By Pete Antoniewicz
Beyond all the health-related impacts of the coronavirus pandemic — masks, social distancing, work from home scheduling, etc. — there have been some ripple effects to the daily operations and related employment conditions for water-treatment personnel. This synopsis of experiences provides perspective and outlines some opportunities and approaches for water-industry professionals to adopt if they have not already done so as part of the post-COVID ‘new normal’.
Major Utility Challenges
According to a series of surveys conducted by AWWA, the concerns of respondents evolved over the first few months of the crisis. Changes in water consumption patterns, especially decreases in the commercial sector, started to affect utility revenue flow. After three months, ongoing concerns fell into three main areas of water-utility operations:
- Revenue/Financial Status. Only 14 percent of survey respondents reported adverse effects on revenue, budgets, or spending by March 16. By mid-June, however, 22 percent of respondents were experiencing revenue shortfalls, 45 percent were making spending adjustments, and another 31 percent anticipated spending adjustments in their near future. Despite the financial challenges, a majority of responding utilities were still offering customer assistance, with 85 percent suspending shutoffs and 62 percent eliminating late payment fees, both down slightly from earlier in the year.
- Personnel. Absenteeism was a major anticipated concern early in the crisis, expressed by 75 percent of respondents to the March 16 survey. By mid-June that concern had shrunk to an immediate concern for only 5 percent of respondents with only an additional 2 percent thinking it could become an issue in the future. In that same timeframe, however, 55 percent of respondents were reporting workforce hiring freezes, 16 percent reported pay cuts or wage freezes, and 8 percent reported laying off or furloughing employees.
The bottom line is that water operators and water utilities will need to stay as resilient as they typically are through storms, droughts, aging-infrastructure challenges, and more. This article by AWWA Career Zone columnist and human resources/personnel specialist Stuart Karasik recaps the situation very well.
- Personal Protection Equipment (PPE). Industry concerns about access to PPE were evident right from the start of the crisis, with 73 percent of respondents having an immediate or anticipated concern over sourcing protective masks, gloves, and other PPE supplies. That continued through June to some degree, with utilities reporting inventory and supply chain issues with multiple items — with N95 masks or elastomeric respirators representing the largest deficiency with 27 percent of respondents reporting that they were out of stock and unable to replenish.

********

**ACTIVITY LIST**
**1.** In the water-utility article, what percentage of respondents reported workforce hiring freezes by mid-June?
**2.** Write the next part of the water-utility article, picking up after its last sentence.
The lines after the water-utility article are separate material.

********

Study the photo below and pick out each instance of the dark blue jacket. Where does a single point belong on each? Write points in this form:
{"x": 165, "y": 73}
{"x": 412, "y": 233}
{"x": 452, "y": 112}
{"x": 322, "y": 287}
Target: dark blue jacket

********

**ANSWERS TO EACH TASK**
**1.** 55 percent.

**2.**
Time-Sensitive Certification Requirements
Even those water-utility workers who avoided the layoffs, furloughs, or hiring freezes affecting the industry were not out of the woods, however. That is because another challenge influenced by the lockdown was the loss of access to in-person training for renewal of operator certifications.
Different states approached that problem in different ways. For example, multiple states have modified their requirements to permit operators to substitute online training instead of in-person training to satisfy operator certification renewal. Others have promised to work with individuals who were not able to complete training requirements before their deadline, on the condition that they would complete their required hours when in-person training sessions resume. Each operator needs to check with his or her state licensing body for details.
Coping With The Financial Impacts Of The Crisis
This white paper prepared for AWWA and the Association of Metropolitan Water Agencies (AMWA) characterized many of the financial impacts of the coronavirus crisis as a baseline for water-utility planning. The focus of the effort was primarily to inform community-water-system managers about an estimated $13.9-billion financial impact from reduced consumption and revenue, slower customer growth, delinquent payments, operational policy changes, employee expenses, and deferred rate increases. The Pacific Institute, a global water think tank, has also outlined how those changes in demand and their ripple effects can impact municipal water suppliers. With the sheer scope of projected financial impacts, certain influences on operator work requirements and compensation opportunities might be unavoidable for many water-treatment operations.
Finding The Right Local Focus
It is well documented that the coronavirus pandemic has not impacted all geographic regions equally. Utility size can also be a factor in the scope of the challenge. Smaller utilities already coping with normal financial or personnel demands can struggle when new hardships are imposed on them by the threat of COVID-19. Here is a cross-section of industry resources utilities can use to gain perspective on their challenges and their options for dealing with them.
- This special U.S. EPA webpage offers links to general information drinking water utilities can use to answer consumer questions, as well as specific assistance guidelines and resources for water utilities and tribal water utilities.
- This guidance document from the California Water Boards offers suggestions to mitigate impacts of the coronavirus crisis on community water systems — from staffing and supervision to financial considerations, consumables, and communications.
- Utilities can also benefit from tangible assistance available through nearby associates in their state by learning more about the Water and Wastewater Agency Response Networks (WARN).
- This metropolitan utility’s website provides a lot for water-treatment operations to think about, including a focus on communicating response efforts to residential and commercial water users.
- Finally, this consultant’s website outlines a variety of additional considerations for utilities facing new challenges due to the impacts of the coronavirus crisis.